Source excerpt:
>>>>>
Note: When reading file-data of an FATEntry, files are not stored continuously.

TableBlocks may intercept the file stream and must be skipped. So when reading filedata you must abstract away table blocks. This means when reading a file, you must skip all table blocks as if they did not exist and skip over them to simulate continuous files

So offsets such as:

[0,4096],[2097152,2101248],[4194304,4198400],...,[TableIndex * 4096,TableIndex * 4096 + 4096]

must be skipped over

Some info on TimeStamp: To convert this 64 bit integer to the more standardized time_t variable simply divide the 64-bit integer by 10000000UL and subtract by 11644473600ULL. FILETIME is the number of 100-nanosecond intervals since January 1, 1601 while time_t is the number of 1-second intervals since January 1, 1970. If you're writing a multi-platform library it's best to use the more standardized time_t format when available as most functions converting timestamps into strings use the time_t format.

time_t filetime_to_time_t(std::uint64_t Time)
<<<<<
Provided data:
>>>>>
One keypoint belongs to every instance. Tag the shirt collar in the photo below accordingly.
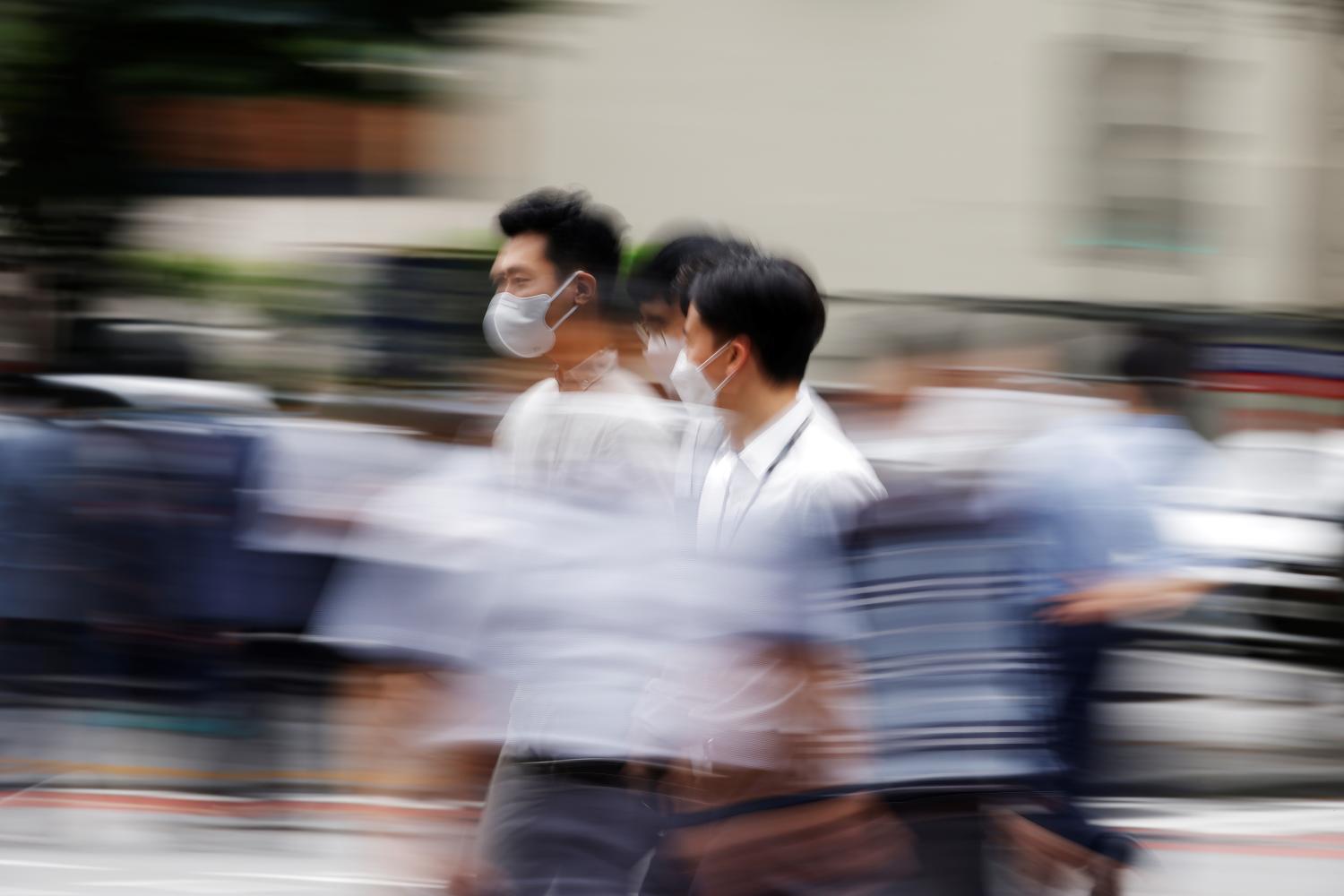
<<<<<
>>>>>
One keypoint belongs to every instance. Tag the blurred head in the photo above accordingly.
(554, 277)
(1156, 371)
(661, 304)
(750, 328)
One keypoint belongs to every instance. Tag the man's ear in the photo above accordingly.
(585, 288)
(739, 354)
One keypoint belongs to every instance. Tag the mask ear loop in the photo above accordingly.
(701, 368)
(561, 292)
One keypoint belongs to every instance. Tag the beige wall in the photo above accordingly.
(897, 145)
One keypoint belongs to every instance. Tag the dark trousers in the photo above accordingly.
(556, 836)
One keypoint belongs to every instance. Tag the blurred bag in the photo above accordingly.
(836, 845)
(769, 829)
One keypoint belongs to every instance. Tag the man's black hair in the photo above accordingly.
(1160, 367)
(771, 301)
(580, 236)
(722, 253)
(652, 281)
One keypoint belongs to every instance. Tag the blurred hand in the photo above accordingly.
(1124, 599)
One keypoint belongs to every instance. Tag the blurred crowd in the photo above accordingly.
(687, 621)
<<<<<
Complete the following:
1 - Transcribe the portion of the file-format notes starting with "So offsets such" and going on through "time_t filetime_to_time_t(std::uint64_t Time)".
2 - Decide whether each statement agrees with the file-format notes. Answer yes or no and quote the words that decide it.
(a) The file data of an FATEntry is stored continuously.
(b) FILETIME counts 100-nanosecond intervals since January 1, 1601.
(c) To get time_t, the 64-bit integer is divided by 10000000UL and then 11644473600ULL is added.
Nothing in the listing is needed for this work.

Solutions:
1 -
So offsets such as:

[0,4096],[2097152,2101248],[4194304,4198400],...,[TableIndex * 4096,TableIndex * 4096 + 4096]

must be skipped over

Some info on TimeStamp: To convert this 64 bit integer to the more standardized time_t variable simply divide the 64-bit integer by 10000000UL and subtract by 11644473600ULL. FILETIME is the number of 100-nanosecond intervals since January 1, 1601 while time_t is the number of 1-second intervals since January 1, 1970. If you're writing a multi-platform library it's best to use the more standardized time_t format when available as most functions converting timestamps into strings use the time_t format.

time_t filetime_to_time_t(std::uint64_t Time)

2 -
(a) No: "files are not stored continuously."
(b) Yes: "FILETIME is the number of 100-nanosecond intervals since January 1, 1601"
(c) No: "divide the 64-bit integer by 10000000UL and subtract by 11644473600ULL"